**Task requirements**:
1. According to the text on Bernstein's NFS machine, which method does Bernstein propose for determining smoothness for sufficiently large n?
2. Does each statement below agree with the text on Bernstein's NFS machine? (a) The second phase looks for linear dependencies among matrix rows, with the math done in GF(2). (b) Sieving E^2 values over a factor base of size B takes roughly B^2 space. (c) Balancing the two phases leads to the solution E = B = L^0.961.

Bernstein's NFS machine

Sat Mar 2 15:20:26 EST 2002

More analysis of Dan Bernstein's factoring machine from
http://cr.yp.to/papers.html#nfscircuit.

The NFS algorithm has two phases.  The first searches for coefficients
(a,b) from some interval which are relatively prime and which satisfy
two smoothness bounds.  The smoothness is with respect to a factor base
consisting of all primes less than some bound.  (Actually there may be
two or more bounds used for different tests, but that complication will
be ignored here.)  Each success produces one relation and will be one
row of a matrix whose columns correspond to the primes in the factor
base.

Once enough relations are collected (more rows than columns) the second
phase begins.  This involves looking for linear dependencies among the
rows of the matrix, where the math is in GF(2).  Once a dependency is
found, the corresponding rows can be combined to produce a value with
two different square roots, which with good probability will lead to
a factorization of n.

Dan Bernstein proposes methods to significantly reduce the cost (defined
as space times time) of both phases.

L is defined as exp(log(n)^(1/3) * log(log(n))^(2/3)), where n is the
number to be factored.  It is a key parameter for the work cost of the
NFS class of algorithms.

    n      L
-------------
 2^512   2^33
 2^1024  2^45
 2^1536  2^54
 2^2048  2^61

Let E represent the bound on the (a,b) coefficient values which are
searched.  Then E^2 values will be checked for relative primality and
smoothness.  Let B represent the bounds on the factor base.  A smooth
value is one for which all of its factors are less than B.

In previous work, sieving is used to test for smoothness, which is in
part where the Number Field Sieve algorithm gets its name.  Sieving
E^2 values over a factor base of size B takes roughly E^2 log log B
time and B space.  We will ignore the log log B factor and just say
E^2 and B space, for a total work factor of B*E^2.

With a factor base of size B, roughly B relations have to be found.
Then a sparse B by B matrix must be solved in the second phase.
Using conventional algorithms this solution takes roughly B^2 work on
a machine that has B space.  The total work factor is B^3.

For optimum balance, the work factor of these two phases is set equal,
giving B^3 = B*E^2, or B=E.  It is also necessary that E be large
enough to produce at least B relations.  This leads to the solution
E = B = L^0.961.  The corresponding work factor is this value cubed,
or L^2.883.  (Dan Bernstein gives a slightly lower figure due to an
improvement by Don Coppersmith.)

Bernstein improves on both of these phases.  He points out that for
sufficiently large n, it will be less work to determine smoothness by
simply trying to factor each value using the Elliptic Curve factoring
method (ECM).  This is the best factoring method known for finding
relatively small factors, as is required here.  Attempting to factor
E^2 values over a factor base of size B takes time proportional to
E^2 times a function of B which is larger than that in the sieve
case, but still asymptotically small compared to E^2.  So the time
is basically proportional to E^2 as with the sieve.

[Entries from a point annotation set]
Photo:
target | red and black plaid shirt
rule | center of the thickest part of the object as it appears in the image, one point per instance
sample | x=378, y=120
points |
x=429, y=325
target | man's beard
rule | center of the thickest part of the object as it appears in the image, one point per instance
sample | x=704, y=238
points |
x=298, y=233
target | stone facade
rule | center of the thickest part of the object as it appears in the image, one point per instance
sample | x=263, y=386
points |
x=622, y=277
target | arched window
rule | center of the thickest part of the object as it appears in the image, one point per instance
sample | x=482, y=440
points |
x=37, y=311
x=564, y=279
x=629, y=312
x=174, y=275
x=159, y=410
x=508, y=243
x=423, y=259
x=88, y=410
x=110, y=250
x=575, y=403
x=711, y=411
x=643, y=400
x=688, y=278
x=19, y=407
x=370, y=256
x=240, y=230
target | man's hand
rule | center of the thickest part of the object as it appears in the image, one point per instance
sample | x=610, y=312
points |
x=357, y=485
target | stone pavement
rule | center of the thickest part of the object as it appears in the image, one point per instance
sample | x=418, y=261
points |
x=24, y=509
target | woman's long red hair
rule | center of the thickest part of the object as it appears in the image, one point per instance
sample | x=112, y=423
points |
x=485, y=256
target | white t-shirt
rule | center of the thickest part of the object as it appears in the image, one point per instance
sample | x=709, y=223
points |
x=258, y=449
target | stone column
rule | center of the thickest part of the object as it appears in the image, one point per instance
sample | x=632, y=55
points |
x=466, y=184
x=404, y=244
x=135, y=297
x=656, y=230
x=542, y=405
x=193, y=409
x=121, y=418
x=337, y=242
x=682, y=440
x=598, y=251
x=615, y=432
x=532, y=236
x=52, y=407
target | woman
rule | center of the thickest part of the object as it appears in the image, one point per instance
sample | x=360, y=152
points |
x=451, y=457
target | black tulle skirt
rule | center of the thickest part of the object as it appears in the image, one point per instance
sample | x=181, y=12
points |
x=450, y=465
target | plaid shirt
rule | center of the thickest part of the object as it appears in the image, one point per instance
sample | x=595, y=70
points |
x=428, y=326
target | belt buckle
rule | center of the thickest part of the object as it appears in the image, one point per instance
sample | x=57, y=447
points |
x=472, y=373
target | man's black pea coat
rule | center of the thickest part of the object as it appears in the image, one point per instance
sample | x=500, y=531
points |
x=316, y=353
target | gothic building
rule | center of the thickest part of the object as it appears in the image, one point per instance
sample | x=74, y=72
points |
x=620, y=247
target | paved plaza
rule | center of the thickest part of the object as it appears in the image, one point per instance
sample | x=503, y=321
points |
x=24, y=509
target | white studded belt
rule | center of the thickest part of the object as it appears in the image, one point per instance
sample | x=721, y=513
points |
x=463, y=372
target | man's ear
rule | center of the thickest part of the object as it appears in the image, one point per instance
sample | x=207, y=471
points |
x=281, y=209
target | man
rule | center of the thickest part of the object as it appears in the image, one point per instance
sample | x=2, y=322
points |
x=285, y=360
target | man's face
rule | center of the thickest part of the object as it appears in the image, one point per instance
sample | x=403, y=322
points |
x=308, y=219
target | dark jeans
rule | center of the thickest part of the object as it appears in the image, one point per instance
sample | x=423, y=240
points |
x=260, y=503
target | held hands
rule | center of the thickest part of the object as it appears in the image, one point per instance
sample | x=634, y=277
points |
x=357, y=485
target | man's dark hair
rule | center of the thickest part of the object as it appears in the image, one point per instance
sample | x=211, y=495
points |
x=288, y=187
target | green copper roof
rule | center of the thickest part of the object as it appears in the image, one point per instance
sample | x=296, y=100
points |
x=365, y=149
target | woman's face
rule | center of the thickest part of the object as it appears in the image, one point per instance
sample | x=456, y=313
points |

**Results in order**:
1. Trying to factor each value using the Elliptic Curve factoring method (ECM).

2.
(a) Yes: "looking for linear dependencies among the rows of the matrix, where the math is in GF(2)."
(b) No: "takes roughly E^2 log log B time and B space."
(c) Yes: "This leads to the solution E = B = L^0.961."